#### [Work to complete]
Please transcribe the listing below with every word intact.
********
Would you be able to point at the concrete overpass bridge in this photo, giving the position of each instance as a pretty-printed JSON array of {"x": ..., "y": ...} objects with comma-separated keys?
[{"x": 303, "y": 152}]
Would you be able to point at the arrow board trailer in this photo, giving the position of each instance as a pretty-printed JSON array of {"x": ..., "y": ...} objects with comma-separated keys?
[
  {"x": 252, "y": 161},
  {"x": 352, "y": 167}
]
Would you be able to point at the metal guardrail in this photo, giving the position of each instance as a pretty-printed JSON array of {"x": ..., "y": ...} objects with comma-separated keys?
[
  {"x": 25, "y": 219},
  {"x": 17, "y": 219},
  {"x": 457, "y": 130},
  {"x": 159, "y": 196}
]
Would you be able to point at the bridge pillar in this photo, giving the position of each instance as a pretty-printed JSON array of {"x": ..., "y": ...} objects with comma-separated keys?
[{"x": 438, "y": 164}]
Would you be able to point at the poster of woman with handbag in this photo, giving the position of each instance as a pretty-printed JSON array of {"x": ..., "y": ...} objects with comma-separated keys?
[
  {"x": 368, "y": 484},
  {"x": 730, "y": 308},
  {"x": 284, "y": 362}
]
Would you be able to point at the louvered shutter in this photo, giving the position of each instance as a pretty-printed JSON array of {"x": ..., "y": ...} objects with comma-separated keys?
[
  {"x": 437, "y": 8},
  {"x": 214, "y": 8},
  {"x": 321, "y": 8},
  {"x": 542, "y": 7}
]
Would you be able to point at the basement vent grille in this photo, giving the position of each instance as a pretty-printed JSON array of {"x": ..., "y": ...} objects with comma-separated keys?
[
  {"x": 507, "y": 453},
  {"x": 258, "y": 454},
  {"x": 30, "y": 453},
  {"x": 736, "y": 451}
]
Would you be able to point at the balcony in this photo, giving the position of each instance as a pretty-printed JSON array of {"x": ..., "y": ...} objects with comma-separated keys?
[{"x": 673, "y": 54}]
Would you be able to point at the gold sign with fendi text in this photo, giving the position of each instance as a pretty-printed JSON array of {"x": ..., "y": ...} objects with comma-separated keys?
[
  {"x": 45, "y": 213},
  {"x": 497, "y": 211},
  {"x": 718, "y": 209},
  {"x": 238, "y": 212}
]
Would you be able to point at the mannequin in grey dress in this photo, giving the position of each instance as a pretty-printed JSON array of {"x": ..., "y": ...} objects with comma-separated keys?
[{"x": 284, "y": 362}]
********
#### [Reply to the task]
Would you be able to point at the concrete overpass bridge in this photo, giving the position of each instance as a pretty-printed JSON array of {"x": ..., "y": ...} objects with comma-separated keys?
[{"x": 303, "y": 152}]
Would you be able to point at the arrow board trailer in this photo, giving the position of each instance as a pretty-printed JSON array of {"x": ..., "y": ...} objects with comma-separated keys?
[
  {"x": 252, "y": 161},
  {"x": 352, "y": 167}
]
Would you be able to point at the metal guardrail in this photo, giving the position of each instance as a pretty-printed JSON array of {"x": ..., "y": ...} objects with comma-separated keys?
[
  {"x": 25, "y": 219},
  {"x": 17, "y": 219},
  {"x": 457, "y": 130},
  {"x": 159, "y": 196}
]
Would you be able to point at the bridge pillar in this photo, giving the position of each instance as a pretty-printed JSON array of {"x": ..., "y": ...} objects with comma-separated keys?
[{"x": 438, "y": 164}]
Would you be able to point at the poster of woman with handbag in this photo, giving the position of each instance as a pretty-printed JSON array of {"x": ..., "y": ...} objects with comma-separated keys?
[
  {"x": 368, "y": 484},
  {"x": 730, "y": 308},
  {"x": 284, "y": 362}
]
Would you be able to point at the louvered shutter in this photo, giving the position of each instance as a pretty-printed JSON array of {"x": ..., "y": ...} objects with comma-separated keys?
[
  {"x": 437, "y": 8},
  {"x": 214, "y": 8},
  {"x": 321, "y": 8},
  {"x": 542, "y": 7}
]
Would you be able to point at the basement vent grille in this photo, giving the position of each instance as a pretty-printed JSON array of {"x": ..., "y": ...} objects with comma-separated keys?
[
  {"x": 507, "y": 453},
  {"x": 258, "y": 454},
  {"x": 30, "y": 453},
  {"x": 736, "y": 451}
]
Would you be able to point at the balcony in this photo, giving the position of each instance as a pretty-printed JSON array of {"x": ..., "y": ...} objects with comma-separated keys?
[{"x": 673, "y": 54}]
Would you be able to point at the gold sign with fendi text in this photo, giving the position of each instance as a pretty-printed JSON array of {"x": ..., "y": ...} objects with comma-separated keys?
[
  {"x": 45, "y": 213},
  {"x": 497, "y": 211},
  {"x": 718, "y": 209},
  {"x": 238, "y": 212}
]
Would you be able to point at the mannequin in grey dress in this photo, giving the position of each instance as a pretty-printed JSON array of {"x": ..., "y": ...} objects with comma-separated keys?
[{"x": 284, "y": 362}]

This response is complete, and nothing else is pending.